■ Exercises
a – Please list each planned next step named in the "Next Steps" line of the Rewardly case study.
b – Find every line of the records that contains the word "white" and copy each one. Case counts.

■ Excerpted passage
Bonuses and benefits charts
For exported reports and stakeholder-facing views, data cards condense complex benchmarking results into digestible, visual summaries. Every visualization answers one specific question — no decorative charts.

Design Decisions I Fought For
Where I pushed back – and why it mattered
Real-time freshness indicators
The engineering team initially proposed weekly data refreshes. I pushed hard for visible “Last updated on [date]” timestamps on every data point and every screen. My research showed that trust in compensation data is directly proportional to perceived freshness — HR managers discount data they suspect is even slightly outdated. We compromised on daily refreshes with clear staleness indicators.
Configurable table views
The product team initially wanted a fixed, “opinionated” table layout. I advocated for the “Configure table view” button after watching users in early testing sessions immediately try to rearrange columns and toggle visibility on specific data points. The assumption that “simple = less control” was wrong. HR analysts are power users. They don’t want simplicity — they want clarity. Those are different things.
Salary gap as a first-class visual element
The original product spec treated gap analysis as a secondary feature, something generated in exported reports. I elevated it to a persistent, color-coded column visible on every table view. “Below target: -12% (-200€)” rendered in red is worth more than a ten-page compensation report.
Designing for today’s dataset and tomorrow’s
When you’re building from scratch, there’s a constant tension between designing for where you are and where you want to be. I intentionally designed data visualizations that would look credible with a few dozen data points but scale gracefully to thousands. Distributions that show sample sizes honestly. Filters that work whether you have 5 matching companies or 500. Empty states that provide context rather than showing embarrassingly sparse charts.
Results
The biggest UX opportunity in B2B data products is eliminating the workflow around the data, not just improving the dashboard
less than
3 min
to benchmark a role (vs. 45+ min in Excel)
4.5/5
average satisfaction score across all tested flows
100%
exported stakeholder reports without guidance
“This is exactly what I've been building manually in spreadsheets for years. Seeing it all in one place, live, with the gaps already calculated – I don't know how I'd go back.”
Usability Test Participant, HR Manager
The platform launched in the Serbian market and is expanding to Bulgaria, Bosnia & Herzegovina, and Croatia in Q3 2025.
Final Thoughts
The most impactful design work often isn't about inventing new interactions – it's about eliminating unnecessary ones.
What I Learned: The real design problem wasn't the UI – it was the workflow. HR professionals didn't need a prettier spreadsheet. They needed to stop using spreadsheets entirely. This shifted my approach from “How do we display this data?” to “How do we eliminate every step between the question and the answer?”
Next Steps: AI-powered salary recommendations based on market positioning goals, predictive analytics flagging roles becoming uncompetitive, and HRIS integrations (BambooHR, Personio) to auto-sync company data instead of requiring manual uploads.
What I'm Most Proud Of: Designing a product that solves a workflow problem, not just a visual one. Rewardly's most important design decision was making the platform do the work users were doing manually – so they could focus on the strategic decisions they were actually hired to make.

■ Given records
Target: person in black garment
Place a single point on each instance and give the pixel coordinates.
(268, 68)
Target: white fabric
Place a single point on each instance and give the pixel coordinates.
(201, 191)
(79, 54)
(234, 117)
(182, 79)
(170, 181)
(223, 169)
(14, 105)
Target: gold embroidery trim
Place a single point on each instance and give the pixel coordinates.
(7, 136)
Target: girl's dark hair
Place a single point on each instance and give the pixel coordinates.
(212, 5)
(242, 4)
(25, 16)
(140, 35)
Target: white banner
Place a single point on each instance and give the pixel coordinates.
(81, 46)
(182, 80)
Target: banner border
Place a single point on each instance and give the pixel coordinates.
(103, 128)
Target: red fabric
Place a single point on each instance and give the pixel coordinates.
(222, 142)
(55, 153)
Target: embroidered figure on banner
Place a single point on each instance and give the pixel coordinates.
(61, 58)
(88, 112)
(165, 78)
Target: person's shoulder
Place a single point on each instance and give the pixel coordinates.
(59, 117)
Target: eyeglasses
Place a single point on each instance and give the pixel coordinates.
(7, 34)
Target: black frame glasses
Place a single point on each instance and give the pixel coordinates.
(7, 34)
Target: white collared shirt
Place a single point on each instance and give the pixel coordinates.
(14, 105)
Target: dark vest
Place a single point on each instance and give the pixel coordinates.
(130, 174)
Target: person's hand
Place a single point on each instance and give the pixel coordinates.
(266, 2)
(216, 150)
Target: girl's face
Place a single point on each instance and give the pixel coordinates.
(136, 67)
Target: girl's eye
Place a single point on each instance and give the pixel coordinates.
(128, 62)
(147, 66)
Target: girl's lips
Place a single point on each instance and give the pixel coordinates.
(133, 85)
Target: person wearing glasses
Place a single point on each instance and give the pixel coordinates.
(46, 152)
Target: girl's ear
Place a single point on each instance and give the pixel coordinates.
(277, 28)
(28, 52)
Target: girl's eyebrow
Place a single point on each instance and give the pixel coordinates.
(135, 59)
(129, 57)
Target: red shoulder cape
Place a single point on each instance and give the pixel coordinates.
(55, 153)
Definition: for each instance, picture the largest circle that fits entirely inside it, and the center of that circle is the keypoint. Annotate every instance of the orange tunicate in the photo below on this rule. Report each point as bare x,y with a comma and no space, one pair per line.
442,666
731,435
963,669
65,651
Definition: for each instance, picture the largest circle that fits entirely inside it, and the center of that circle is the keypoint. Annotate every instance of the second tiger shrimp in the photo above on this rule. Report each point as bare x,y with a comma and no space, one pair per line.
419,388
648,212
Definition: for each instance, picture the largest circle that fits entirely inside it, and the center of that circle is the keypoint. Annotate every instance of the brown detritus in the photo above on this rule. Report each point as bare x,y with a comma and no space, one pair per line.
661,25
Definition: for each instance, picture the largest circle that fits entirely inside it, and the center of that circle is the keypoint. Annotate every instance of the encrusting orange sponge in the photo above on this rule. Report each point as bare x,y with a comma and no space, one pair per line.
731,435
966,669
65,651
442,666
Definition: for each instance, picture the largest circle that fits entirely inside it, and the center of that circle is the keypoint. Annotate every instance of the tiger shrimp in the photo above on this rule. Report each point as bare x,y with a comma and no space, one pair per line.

■ Task-by-task solutions
a –
- AI-powered salary recommendations based on market positioning goals
- Predictive analytics flagging roles becoming uncompetitive
- HRIS integrations (BambooHR, Personio) to auto-sync company data instead of requiring manual uploads

b –
Target: white fabric
Target: white banner
Target: white collared shirt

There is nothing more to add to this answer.